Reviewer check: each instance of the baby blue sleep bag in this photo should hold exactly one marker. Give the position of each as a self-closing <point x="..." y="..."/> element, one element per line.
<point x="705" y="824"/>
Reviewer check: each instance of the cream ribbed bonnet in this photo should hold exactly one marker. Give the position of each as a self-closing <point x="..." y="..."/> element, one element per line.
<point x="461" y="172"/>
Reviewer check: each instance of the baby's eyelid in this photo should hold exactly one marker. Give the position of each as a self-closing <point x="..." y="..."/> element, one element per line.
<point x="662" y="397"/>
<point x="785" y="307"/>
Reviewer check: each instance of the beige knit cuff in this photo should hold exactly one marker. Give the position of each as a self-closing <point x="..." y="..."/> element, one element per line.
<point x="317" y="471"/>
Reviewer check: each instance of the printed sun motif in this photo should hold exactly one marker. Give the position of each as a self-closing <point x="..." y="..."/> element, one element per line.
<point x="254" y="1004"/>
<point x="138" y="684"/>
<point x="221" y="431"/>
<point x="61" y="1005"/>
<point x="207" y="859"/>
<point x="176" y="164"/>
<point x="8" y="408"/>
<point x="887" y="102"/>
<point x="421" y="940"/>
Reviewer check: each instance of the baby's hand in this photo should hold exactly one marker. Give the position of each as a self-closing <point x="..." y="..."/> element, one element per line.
....
Reproduce every one of the records above word for word, keeping each line in its original order.

Reviewer check: each instance of the baby blue sleep bag in this photo should hold exactly one marker. Give the position of each as a self-closing <point x="..." y="..."/> element, one element per line.
<point x="705" y="824"/>
Reviewer check: each instance of the cream ribbed bonnet in this photo should hold exactly one marker. Give the position of each as a self-closing <point x="..." y="..."/> element, one element per line.
<point x="461" y="172"/>
Reviewer check: each instance of the baby's eyelid in this photo should hold exactly one marker. Give the position of each as a self-closing <point x="..." y="..."/> element, one element per line.
<point x="662" y="397"/>
<point x="785" y="307"/>
Reviewer check: each instance of the beige knit cuff in this photo should hold exactly one marker. Give the position of each as a self-closing <point x="..." y="..."/> element, one element per line.
<point x="317" y="471"/>
Reviewer check: each instance of the printed sun motif in this photo should hold exactly one marker. Give the position of each as a self-closing <point x="..." y="..."/> element, one element per line.
<point x="254" y="1004"/>
<point x="138" y="684"/>
<point x="221" y="431"/>
<point x="61" y="1005"/>
<point x="207" y="859"/>
<point x="176" y="164"/>
<point x="8" y="408"/>
<point x="887" y="102"/>
<point x="421" y="940"/>
Reviewer check: each instance of the baby's hand in this photo should hold exactly one marker. Give the position of each as a self-closing <point x="..." y="..."/> element, one element per line.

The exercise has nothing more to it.